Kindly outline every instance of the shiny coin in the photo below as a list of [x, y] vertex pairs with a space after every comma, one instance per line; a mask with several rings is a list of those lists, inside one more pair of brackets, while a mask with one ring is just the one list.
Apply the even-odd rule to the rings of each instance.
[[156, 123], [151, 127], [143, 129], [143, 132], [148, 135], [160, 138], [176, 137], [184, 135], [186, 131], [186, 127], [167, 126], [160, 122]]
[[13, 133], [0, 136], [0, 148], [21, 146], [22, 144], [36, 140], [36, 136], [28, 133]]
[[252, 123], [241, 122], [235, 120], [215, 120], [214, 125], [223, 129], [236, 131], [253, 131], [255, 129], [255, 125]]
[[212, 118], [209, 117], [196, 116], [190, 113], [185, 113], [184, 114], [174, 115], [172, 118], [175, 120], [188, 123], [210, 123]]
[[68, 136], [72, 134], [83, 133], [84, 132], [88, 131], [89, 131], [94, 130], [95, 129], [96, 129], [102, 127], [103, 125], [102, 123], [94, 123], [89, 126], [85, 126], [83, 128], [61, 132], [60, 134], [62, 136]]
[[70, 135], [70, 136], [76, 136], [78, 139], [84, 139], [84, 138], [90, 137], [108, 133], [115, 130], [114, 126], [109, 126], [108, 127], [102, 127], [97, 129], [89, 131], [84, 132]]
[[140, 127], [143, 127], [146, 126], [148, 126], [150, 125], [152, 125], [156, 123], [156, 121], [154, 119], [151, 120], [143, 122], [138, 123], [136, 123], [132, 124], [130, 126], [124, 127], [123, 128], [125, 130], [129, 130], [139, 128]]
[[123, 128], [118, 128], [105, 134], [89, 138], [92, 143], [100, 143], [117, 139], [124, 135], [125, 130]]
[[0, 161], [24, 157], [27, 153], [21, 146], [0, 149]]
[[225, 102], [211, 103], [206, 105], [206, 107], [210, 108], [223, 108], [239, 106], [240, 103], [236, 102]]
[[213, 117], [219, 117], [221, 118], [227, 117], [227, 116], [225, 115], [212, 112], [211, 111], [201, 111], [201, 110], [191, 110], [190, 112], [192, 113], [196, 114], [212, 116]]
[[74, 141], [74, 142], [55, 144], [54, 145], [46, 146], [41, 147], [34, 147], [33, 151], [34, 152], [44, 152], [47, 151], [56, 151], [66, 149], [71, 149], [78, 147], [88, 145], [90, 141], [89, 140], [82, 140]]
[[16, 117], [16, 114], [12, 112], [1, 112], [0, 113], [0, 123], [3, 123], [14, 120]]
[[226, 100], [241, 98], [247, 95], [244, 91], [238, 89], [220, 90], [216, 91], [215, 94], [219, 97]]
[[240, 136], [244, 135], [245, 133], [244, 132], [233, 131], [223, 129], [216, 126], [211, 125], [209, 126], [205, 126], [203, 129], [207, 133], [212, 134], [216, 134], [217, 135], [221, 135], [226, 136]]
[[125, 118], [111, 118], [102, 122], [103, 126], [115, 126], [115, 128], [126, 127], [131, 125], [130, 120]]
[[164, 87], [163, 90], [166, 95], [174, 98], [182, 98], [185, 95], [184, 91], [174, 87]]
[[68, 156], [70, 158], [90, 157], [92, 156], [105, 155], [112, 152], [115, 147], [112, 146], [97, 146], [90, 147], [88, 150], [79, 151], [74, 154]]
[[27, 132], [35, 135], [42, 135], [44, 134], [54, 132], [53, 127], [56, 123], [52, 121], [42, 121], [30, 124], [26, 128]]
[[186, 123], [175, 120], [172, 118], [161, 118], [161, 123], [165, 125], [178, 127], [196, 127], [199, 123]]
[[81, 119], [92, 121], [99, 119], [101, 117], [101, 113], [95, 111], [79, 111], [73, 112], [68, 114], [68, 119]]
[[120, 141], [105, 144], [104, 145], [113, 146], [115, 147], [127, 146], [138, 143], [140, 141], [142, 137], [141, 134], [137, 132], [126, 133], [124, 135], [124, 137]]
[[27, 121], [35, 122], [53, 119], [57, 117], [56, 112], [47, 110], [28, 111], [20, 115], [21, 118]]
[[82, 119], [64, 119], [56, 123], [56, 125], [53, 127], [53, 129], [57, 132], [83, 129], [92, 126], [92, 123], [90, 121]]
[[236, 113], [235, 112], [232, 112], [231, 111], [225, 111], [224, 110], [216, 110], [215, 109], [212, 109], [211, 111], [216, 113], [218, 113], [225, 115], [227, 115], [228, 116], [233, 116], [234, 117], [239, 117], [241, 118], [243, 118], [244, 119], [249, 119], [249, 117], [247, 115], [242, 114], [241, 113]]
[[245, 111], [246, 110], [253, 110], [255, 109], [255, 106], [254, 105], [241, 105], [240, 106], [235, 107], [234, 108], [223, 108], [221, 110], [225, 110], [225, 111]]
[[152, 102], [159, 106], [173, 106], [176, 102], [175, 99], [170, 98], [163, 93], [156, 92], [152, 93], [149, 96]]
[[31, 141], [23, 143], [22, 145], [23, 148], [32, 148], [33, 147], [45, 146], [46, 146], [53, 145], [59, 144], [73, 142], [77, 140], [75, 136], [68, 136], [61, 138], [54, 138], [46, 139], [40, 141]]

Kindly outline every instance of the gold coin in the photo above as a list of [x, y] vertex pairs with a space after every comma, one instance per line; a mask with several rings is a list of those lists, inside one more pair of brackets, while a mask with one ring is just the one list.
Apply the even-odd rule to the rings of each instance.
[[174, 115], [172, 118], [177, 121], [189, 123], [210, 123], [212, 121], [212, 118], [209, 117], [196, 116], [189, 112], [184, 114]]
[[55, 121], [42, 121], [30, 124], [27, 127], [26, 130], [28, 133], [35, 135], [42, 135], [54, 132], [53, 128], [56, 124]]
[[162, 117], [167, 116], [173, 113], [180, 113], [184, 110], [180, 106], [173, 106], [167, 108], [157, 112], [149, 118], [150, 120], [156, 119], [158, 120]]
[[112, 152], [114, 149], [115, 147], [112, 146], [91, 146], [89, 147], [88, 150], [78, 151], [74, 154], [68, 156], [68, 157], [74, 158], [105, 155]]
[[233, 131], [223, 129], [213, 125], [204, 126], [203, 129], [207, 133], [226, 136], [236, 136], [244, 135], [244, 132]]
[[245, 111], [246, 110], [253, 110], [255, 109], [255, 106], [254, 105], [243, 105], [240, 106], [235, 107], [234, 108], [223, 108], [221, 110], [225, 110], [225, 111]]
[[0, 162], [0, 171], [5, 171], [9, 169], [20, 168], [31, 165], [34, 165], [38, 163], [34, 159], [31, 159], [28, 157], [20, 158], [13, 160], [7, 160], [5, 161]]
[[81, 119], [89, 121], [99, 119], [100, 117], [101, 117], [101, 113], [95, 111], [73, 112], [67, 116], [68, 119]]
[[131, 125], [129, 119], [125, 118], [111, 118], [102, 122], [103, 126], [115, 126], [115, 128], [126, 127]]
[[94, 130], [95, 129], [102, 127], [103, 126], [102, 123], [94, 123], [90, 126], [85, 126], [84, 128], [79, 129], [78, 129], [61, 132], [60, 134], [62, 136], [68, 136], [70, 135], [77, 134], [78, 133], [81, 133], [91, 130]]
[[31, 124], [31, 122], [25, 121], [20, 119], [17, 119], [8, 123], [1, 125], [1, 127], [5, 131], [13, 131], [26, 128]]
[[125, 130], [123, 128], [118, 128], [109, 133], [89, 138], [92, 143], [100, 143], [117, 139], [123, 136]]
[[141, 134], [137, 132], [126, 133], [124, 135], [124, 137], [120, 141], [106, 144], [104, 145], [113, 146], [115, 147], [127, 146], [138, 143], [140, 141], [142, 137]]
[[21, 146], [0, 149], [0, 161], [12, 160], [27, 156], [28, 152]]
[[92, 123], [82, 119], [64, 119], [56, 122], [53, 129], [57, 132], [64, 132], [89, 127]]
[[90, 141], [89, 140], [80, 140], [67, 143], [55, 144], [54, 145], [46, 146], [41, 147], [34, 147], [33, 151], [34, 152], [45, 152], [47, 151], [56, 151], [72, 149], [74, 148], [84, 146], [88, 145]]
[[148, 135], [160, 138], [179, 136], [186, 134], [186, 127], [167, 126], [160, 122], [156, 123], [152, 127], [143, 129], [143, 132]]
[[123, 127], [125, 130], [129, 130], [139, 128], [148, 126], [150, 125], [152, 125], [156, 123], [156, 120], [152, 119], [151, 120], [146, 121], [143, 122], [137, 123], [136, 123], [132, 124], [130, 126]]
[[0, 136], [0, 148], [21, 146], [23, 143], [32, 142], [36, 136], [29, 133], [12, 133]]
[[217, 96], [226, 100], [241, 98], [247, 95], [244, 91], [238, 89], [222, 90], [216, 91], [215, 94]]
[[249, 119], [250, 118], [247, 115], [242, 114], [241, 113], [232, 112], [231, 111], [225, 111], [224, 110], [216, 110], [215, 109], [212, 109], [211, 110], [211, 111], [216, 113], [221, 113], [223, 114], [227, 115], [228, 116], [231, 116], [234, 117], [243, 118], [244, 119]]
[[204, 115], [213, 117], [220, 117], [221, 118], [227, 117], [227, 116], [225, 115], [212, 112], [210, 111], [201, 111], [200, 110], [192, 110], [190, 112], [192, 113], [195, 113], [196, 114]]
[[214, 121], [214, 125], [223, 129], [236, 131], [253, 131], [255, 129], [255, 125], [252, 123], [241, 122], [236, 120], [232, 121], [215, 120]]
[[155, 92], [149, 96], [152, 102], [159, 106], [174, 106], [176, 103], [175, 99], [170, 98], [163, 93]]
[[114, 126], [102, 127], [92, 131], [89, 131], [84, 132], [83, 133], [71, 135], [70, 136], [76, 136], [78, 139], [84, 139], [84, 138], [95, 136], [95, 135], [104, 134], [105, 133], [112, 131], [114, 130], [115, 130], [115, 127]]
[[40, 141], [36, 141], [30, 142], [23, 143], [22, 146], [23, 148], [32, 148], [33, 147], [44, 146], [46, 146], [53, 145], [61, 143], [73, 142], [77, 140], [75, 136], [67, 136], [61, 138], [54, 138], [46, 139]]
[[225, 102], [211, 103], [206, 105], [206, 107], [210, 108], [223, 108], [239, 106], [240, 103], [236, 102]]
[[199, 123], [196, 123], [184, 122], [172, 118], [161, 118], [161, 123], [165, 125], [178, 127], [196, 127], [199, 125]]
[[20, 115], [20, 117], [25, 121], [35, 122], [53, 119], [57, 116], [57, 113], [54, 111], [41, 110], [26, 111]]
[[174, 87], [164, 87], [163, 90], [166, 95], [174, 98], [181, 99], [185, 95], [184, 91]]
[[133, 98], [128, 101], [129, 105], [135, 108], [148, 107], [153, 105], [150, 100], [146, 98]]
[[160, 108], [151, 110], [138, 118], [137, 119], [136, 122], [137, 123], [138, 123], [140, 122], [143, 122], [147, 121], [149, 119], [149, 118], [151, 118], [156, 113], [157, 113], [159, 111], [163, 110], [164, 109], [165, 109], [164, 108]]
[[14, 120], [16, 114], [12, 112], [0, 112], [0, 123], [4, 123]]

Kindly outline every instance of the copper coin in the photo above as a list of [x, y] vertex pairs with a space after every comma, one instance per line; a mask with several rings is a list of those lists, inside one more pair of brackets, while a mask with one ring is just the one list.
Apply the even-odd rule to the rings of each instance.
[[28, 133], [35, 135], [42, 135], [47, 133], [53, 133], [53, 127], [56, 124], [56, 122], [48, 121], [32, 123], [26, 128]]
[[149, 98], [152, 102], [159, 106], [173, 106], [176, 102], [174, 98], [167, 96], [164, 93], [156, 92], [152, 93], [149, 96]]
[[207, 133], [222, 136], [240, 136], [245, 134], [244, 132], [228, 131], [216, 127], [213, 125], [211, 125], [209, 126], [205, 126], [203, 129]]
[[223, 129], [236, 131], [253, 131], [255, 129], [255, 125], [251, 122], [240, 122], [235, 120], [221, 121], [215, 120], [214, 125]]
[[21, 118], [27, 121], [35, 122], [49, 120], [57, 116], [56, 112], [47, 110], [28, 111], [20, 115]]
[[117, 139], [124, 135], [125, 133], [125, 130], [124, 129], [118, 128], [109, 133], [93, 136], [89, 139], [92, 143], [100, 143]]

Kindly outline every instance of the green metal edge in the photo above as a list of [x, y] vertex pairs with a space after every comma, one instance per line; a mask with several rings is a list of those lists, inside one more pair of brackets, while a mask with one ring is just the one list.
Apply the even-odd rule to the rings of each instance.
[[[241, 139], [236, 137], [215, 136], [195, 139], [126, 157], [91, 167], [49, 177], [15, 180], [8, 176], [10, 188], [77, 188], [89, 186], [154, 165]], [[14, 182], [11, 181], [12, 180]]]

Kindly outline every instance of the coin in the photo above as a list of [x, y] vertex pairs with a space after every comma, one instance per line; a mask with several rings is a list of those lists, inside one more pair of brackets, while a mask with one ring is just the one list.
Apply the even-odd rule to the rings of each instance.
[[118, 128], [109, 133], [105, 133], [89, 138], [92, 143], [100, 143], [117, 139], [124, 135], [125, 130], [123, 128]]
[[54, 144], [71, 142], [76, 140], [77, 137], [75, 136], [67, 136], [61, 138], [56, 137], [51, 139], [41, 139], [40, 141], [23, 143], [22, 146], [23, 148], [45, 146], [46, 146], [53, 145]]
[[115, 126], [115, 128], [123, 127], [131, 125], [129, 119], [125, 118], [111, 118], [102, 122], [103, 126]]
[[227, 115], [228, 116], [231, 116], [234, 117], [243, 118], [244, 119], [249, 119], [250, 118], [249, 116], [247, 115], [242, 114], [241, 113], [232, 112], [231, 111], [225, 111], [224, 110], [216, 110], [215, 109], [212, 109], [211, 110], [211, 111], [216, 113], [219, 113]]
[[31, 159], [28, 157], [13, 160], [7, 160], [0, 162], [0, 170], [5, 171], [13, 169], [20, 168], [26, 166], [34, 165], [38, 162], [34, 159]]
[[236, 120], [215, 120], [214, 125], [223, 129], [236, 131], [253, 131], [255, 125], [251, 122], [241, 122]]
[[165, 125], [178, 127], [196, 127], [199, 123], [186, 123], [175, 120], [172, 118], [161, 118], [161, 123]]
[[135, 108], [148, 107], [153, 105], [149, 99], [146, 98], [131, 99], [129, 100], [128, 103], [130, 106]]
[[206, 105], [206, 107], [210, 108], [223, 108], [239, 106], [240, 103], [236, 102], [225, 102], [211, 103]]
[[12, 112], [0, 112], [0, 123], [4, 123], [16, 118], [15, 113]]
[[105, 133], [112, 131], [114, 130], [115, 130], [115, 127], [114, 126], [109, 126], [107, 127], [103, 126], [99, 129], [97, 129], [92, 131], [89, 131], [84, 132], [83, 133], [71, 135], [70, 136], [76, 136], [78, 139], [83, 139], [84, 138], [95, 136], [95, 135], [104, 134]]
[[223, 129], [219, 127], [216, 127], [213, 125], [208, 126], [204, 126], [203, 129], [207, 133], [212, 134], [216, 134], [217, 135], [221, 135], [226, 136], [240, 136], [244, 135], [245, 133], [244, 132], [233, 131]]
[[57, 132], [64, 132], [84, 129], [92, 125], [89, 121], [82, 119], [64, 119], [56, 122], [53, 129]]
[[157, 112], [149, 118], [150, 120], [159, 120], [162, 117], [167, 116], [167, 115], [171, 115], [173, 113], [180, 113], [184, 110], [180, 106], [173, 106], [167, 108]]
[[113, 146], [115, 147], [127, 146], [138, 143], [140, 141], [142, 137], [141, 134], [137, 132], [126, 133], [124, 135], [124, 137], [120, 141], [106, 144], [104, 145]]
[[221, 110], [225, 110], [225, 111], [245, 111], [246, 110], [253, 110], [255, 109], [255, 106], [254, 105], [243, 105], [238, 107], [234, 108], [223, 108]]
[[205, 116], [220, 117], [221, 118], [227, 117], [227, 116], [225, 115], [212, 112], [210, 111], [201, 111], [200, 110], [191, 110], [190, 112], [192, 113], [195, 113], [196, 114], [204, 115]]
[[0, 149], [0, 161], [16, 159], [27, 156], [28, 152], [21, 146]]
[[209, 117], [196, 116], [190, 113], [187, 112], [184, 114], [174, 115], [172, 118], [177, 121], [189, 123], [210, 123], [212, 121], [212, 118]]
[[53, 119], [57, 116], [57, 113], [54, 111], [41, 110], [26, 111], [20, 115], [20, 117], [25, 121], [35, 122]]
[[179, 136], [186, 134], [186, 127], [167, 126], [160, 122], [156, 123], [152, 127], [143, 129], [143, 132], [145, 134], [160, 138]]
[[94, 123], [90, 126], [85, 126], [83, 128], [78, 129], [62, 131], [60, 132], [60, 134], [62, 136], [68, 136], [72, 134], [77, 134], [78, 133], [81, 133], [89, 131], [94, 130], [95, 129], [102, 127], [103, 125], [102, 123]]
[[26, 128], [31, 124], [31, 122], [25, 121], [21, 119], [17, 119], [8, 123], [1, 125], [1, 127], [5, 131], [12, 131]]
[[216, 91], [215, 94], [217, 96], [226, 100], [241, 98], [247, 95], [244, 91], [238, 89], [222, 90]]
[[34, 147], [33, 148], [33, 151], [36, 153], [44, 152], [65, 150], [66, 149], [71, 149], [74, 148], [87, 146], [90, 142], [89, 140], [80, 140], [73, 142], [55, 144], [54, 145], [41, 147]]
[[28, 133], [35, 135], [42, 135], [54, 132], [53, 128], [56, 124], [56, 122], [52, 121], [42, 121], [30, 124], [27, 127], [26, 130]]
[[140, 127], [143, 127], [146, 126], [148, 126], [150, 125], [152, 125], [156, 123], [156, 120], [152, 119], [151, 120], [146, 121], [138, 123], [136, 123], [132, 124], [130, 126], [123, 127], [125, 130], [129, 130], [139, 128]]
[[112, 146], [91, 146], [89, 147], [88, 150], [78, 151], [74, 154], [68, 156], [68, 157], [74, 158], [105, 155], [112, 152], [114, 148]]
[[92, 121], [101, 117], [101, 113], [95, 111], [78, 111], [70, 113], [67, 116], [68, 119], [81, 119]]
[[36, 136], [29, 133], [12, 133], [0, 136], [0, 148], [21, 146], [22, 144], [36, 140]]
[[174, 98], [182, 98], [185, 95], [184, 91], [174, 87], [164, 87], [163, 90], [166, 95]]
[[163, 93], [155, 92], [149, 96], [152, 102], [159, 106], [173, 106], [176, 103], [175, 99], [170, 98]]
************
Directions: Revise the data from its first line through the line with "136], [28, 133]]", putting "bright coin" in place of "shiny coin" and keeping everything else the same. Return only those lines.

Task answer:
Kindly outline every instance of the bright coin in the photo below as a list of [x, y] vertex pairs with a space after every comma, one instance per line; a mask with several rings is a list of those lists, inside one more pair of brackets, while a mask with one ring is just the one list.
Apply the even-odd rule to the rings of each instance.
[[156, 123], [151, 127], [143, 129], [143, 132], [148, 135], [160, 138], [176, 137], [184, 135], [186, 131], [186, 127], [167, 126], [160, 122]]
[[13, 133], [0, 136], [0, 148], [21, 146], [22, 144], [36, 140], [36, 136], [28, 133]]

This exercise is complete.